## Record extracts
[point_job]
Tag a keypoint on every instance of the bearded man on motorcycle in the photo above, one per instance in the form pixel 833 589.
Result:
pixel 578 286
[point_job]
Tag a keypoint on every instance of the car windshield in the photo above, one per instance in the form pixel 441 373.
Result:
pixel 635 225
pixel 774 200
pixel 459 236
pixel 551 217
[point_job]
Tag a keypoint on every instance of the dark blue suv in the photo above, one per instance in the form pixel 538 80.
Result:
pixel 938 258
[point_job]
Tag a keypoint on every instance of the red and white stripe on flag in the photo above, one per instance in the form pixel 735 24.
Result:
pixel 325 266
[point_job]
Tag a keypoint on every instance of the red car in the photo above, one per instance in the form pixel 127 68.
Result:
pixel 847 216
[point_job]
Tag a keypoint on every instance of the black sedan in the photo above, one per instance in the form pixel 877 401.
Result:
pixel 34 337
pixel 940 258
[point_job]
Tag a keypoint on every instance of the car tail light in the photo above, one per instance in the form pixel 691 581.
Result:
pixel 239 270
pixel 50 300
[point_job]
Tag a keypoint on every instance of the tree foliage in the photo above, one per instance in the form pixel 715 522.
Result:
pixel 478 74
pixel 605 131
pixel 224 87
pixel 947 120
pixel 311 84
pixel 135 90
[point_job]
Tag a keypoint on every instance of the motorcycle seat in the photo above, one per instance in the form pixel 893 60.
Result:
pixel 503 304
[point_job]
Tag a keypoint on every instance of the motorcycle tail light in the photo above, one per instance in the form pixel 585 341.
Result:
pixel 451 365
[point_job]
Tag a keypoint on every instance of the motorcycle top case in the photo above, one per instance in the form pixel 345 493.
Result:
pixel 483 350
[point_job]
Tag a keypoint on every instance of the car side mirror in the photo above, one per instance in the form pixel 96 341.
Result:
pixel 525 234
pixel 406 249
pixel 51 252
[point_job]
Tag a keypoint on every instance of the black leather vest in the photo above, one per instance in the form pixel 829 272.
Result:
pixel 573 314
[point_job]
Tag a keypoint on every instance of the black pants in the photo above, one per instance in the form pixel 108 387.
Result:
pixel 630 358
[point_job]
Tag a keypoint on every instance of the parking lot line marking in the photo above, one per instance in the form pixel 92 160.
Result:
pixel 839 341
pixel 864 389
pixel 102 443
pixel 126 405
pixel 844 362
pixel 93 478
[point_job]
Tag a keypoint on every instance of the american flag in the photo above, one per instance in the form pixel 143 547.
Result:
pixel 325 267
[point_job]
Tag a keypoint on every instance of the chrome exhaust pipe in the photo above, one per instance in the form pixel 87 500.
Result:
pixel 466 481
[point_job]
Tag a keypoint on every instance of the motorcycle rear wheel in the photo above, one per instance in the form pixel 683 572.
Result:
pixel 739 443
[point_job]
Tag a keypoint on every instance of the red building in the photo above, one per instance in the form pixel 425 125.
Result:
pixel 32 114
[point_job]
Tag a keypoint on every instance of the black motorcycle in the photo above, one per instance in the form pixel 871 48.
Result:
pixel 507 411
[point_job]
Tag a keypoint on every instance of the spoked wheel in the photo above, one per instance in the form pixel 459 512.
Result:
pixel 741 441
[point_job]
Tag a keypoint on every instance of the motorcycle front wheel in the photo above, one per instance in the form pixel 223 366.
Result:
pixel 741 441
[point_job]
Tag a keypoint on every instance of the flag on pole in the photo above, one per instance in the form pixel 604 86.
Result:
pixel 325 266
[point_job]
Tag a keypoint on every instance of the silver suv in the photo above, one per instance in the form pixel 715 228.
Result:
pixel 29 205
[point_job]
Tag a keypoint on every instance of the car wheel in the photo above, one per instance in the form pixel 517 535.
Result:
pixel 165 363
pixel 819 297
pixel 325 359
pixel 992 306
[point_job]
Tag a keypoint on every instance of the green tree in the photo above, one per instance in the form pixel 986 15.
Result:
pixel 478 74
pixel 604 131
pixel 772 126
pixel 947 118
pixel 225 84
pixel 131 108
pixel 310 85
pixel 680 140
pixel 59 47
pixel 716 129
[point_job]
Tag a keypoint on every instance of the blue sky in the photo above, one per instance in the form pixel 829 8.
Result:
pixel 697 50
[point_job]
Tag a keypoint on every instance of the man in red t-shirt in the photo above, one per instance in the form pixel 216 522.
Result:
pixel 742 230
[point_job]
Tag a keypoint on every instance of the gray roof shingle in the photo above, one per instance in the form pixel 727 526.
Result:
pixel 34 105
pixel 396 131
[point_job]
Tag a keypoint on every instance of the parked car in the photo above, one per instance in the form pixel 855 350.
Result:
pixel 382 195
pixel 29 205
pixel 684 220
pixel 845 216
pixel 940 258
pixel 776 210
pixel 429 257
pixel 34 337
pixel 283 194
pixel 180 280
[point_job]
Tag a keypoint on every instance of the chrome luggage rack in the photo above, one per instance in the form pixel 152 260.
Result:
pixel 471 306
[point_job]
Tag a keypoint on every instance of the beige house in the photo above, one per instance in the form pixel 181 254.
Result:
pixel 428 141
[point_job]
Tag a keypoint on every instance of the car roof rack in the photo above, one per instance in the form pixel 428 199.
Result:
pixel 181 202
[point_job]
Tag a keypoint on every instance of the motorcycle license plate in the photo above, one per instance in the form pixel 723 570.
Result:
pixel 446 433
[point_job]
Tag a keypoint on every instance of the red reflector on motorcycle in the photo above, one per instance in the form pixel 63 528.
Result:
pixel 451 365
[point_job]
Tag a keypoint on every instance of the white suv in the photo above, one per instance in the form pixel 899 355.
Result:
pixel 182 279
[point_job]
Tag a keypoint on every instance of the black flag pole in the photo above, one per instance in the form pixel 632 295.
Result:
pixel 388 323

## Work item
Exactly as written above, please repeat the entries.

## Output below
[point_job]
Tag a keypoint on every instance of the bearded man on motorcycle in the photo above, one per instance in the form pixel 833 589.
Result:
pixel 578 286
[point_job]
Tag a keypoint on every instance of the car windshield in the photo above, one per instance in the form pixel 441 373.
Result:
pixel 635 225
pixel 774 200
pixel 459 236
pixel 551 217
[point_job]
Tag a keypoint on every instance of the dark blue suv in the photo above, one per instance in the form pixel 538 80.
Result:
pixel 938 258
[point_job]
Tag a keypoint on every instance of the red and white stripe on flag in the photo above, one per instance in the form pixel 735 24.
Result:
pixel 325 266
[point_job]
Tag a keypoint on every instance of the red car in the photo above, one per instance in the form pixel 127 68.
Result:
pixel 847 216
[point_job]
Tag a keypoint on every instance of the black sedan in the photo above, one per instance in the form pixel 877 401.
Result:
pixel 34 337
pixel 940 258
[point_job]
Tag a keypoint on every instance of the car tail light in the photo above, one per instance in the form pixel 691 581.
Result:
pixel 239 270
pixel 50 300
[point_job]
Tag a keypoint on every instance of the tree foliage in the photo above, one per instance in the form pixel 715 522.
Result:
pixel 478 74
pixel 605 131
pixel 224 87
pixel 947 120
pixel 311 84
pixel 135 90
[point_job]
Tag a keypoint on every instance of the motorcycle seat in the photo above, one per instance in the form pixel 893 60.
Result:
pixel 503 304
[point_job]
Tag a keypoint on every instance of the motorcycle tail light in the photo above, one per instance in the form pixel 585 341.
Result:
pixel 451 365
[point_job]
Tag a keypoint on every instance of the motorcycle top case in the photo above, one per instance in the form pixel 345 493.
Result:
pixel 483 350
[point_job]
Tag a keypoint on every instance of the car side mirror in the photo above, one per instance in the form pixel 96 341.
Result:
pixel 525 234
pixel 406 249
pixel 51 252
[point_job]
Tag a keypoint on every instance of the black leather vest in the photo above, one per instance in the form pixel 829 272.
Result:
pixel 573 314
[point_job]
Tag a keypoint on every instance of the black pants in the photo above, one per instance in the form pixel 108 387.
Result:
pixel 630 358
[point_job]
Tag a keypoint on every instance of the parking lot line marking in the photo above, one per instance in the form pixel 92 160.
Result:
pixel 839 341
pixel 864 389
pixel 102 443
pixel 126 405
pixel 844 362
pixel 93 478
[point_job]
Tag a keypoint on every instance of the american flag in the photo above, one per instance in the form pixel 143 547.
Result:
pixel 325 267
[point_job]
Tag a keypoint on every instance of the chrome exhaust pipe in the photo above, one per instance in the form pixel 87 500.
Result:
pixel 466 481
[point_job]
Tag a keypoint on every instance of the motorcycle rear wheel in the photo above, one per instance in the form pixel 683 572.
Result:
pixel 739 443
[point_job]
Tag a keypoint on every instance of the red building in the photo above, one per instance in the form pixel 425 125.
Result:
pixel 32 114
[point_job]
Tag a keypoint on every instance of the black motorcycle in the photo above, one per instance in the form pixel 871 48.
Result:
pixel 507 411
[point_job]
Tag a keypoint on every instance of the spoked wheel in the photo above, one per instance in the form pixel 459 512.
Result:
pixel 741 441
[point_job]
Tag a keypoint on every instance of the motorcycle front wheel in the photo above, one per instance in the form pixel 223 366.
Result:
pixel 741 441
[point_job]
Tag a keypoint on every instance of the flag on pole in the photo above, one per instance in the form pixel 604 86.
Result:
pixel 325 266
[point_job]
Tag a keypoint on every instance of the silver suv in the photo above, one per instance in the form pixel 715 228.
Result:
pixel 29 205
[point_job]
Tag a keypoint on every instance of the car wheel in the photo above, one per instance in the form pixel 517 535.
Result:
pixel 165 363
pixel 819 297
pixel 325 359
pixel 992 306
[point_job]
Tag a keypoint on every instance of the green tree in the photo above, one per instance in the form pixel 986 15.
Result:
pixel 478 74
pixel 604 131
pixel 772 126
pixel 947 118
pixel 225 84
pixel 131 108
pixel 310 85
pixel 680 140
pixel 59 47
pixel 716 129
[point_job]
Tag a keypoint on every instance of the blue sky in the photo above, one per instance in the form pixel 829 8.
Result:
pixel 697 50
[point_job]
Tag a keypoint on every instance of the man in red t-shirt in the photo above, one per instance in the form pixel 216 522.
Result:
pixel 742 230
[point_job]
Tag a keypoint on every instance of the gray roof shingle in the photo above, one per instance in the form pixel 727 526.
Result:
pixel 34 105
pixel 396 131
[point_job]
Tag a keypoint on every instance of the parked car in the photo above, one per instance in the form pixel 855 350.
Result:
pixel 382 195
pixel 29 205
pixel 684 220
pixel 845 216
pixel 940 258
pixel 776 210
pixel 429 257
pixel 34 337
pixel 283 194
pixel 180 280
[point_job]
Tag a keypoint on every instance of the chrome luggage rack in the photo above, one per instance in the form pixel 152 260.
Result:
pixel 471 306
[point_job]
Tag a keypoint on every instance of the beige house in the photo above, one per instance in the form pixel 181 254.
Result:
pixel 428 141
[point_job]
Tag a keypoint on every instance of the car roof rack in the photo above, one per instance in the form pixel 428 199.
Result:
pixel 181 202
[point_job]
Tag a keypoint on every instance of the motorcycle license plate in the photo above, one per instance in the form pixel 723 570.
Result:
pixel 446 433
[point_job]
Tag a keypoint on every instance of the red reflector on motorcycle in the photo above, one per instance in the form pixel 63 528.
Result:
pixel 451 365
[point_job]
Tag a keypoint on every instance of the white suv in the photo above, one per instance in the form pixel 899 355.
Result:
pixel 182 279
[point_job]
Tag a keypoint on every instance of the black flag pole in the photo above, one per instance in the form pixel 632 295.
Result:
pixel 388 323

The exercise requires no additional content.